→ Document extract:
== Segment start ==
The film Half Elf (2020) is a piece of cinematic genius, managing to negotiate between lighthearted sweetness and the intense processes of ageing. It sucks us into the raw landscape, chilling us with the brutal waves and craggy rocks, bleak yet hauntingly stunning depictions of the Icelandic town. These aesthetic triumphs make the warmth of Trausti and Hulda’s house even more inviting. The film opens with a phone conversation between the protagonist Trausti and his grandson, the filmmaker. He explains a dream in which elves make him sing for them, all through the night. Trausti doesn’t stop singing throughout the film. It is poetically punctuated by these rhythmic, almost chant-like folk tales he sings of the lost sailors who never reached home, cats, fjords and the winds. Jon Bjarki Magnusson intricately weaves together a ‘modern Icelandic fairytale’, inviting us to explore the life of the lightkeeper preparing for death and his wishes to integrate ‘elf’ into his identity.
The delicate soundscaping of this film draws the viewer into a dream-like state as we are invited into the normality of the everyday existence of Trausti and his wife Hulda. We hear the radio, telling tales of elves and their limericks, the songs of the couple, the ticking of the clock, the hum of the electrical appliances and the scuffle of their shoes on the floor. You become part of their world.
We see them together, their slippers almost touching under the table as a delicate portrayal of intimacy. It is a privilege to witness their relationship and be invited in. Hulda doesn’t like the attention, telling him he’s a show-off. This comes to a head when we see Trausti waving his arms around. She asks what he’s doing and he replies that it’s his sailor dance. Her dismissive response was to ask him if it’s supposed to be funny and that it has left her speechless. Trausti replies ‘it’s good she’s speechless’; painting a picture of the domestic familiarity of their 70 years together, arguing about the future of books and gossiping about neighbours.
== Segment end ==
Records drawn from a dataset:
== Segment start ==
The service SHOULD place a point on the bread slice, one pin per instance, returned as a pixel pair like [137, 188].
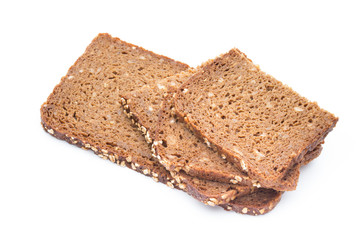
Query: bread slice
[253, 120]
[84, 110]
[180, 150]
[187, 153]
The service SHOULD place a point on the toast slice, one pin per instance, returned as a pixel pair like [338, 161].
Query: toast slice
== Segment end ==
== Segment start ==
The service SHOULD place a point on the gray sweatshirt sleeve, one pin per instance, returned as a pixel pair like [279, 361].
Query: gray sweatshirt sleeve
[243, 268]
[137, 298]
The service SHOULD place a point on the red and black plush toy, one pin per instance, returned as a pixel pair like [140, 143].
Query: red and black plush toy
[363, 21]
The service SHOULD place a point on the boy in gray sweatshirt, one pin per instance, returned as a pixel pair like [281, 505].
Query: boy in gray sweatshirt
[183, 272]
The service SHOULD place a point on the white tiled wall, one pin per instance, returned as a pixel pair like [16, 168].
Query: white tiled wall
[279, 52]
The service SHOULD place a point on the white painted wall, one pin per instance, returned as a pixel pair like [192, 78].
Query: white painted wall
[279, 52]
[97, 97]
== Segment end ==
→ Apply what you read:
1. Answer these questions using the review of Half Elf:
(a) In the dream Trausti describes, what do the elves make him do?
(b) According to the review, what does the radio tell tales of?
(c) What does Trausti say he is doing when he waves his arms around?
2. Write out the review of Half Elf word for word, from "We see them" to "gossiping about neighbours.".

→ Set of answers:
1.
(a) They make him sing for them all through the night.
(b) Elves and their limericks.
(c) His sailor dance.

2.
We see them together, their slippers almost touching under the table as a delicate portrayal of intimacy. It is a privilege to witness their relationship and be invited in. Hulda doesn’t like the attention, telling him he’s a show-off. This comes to a head when we see Trausti waving his arms around. She asks what he’s doing and he replies that it’s his sailor dance. Her dismissive response was to ask him if it’s supposed to be funny and that it has left her speechless. Trausti replies ‘it’s good she’s speechless’; painting a picture of the domestic familiarity of their 70 years together, arguing about the future of books and gossiping about neighbours.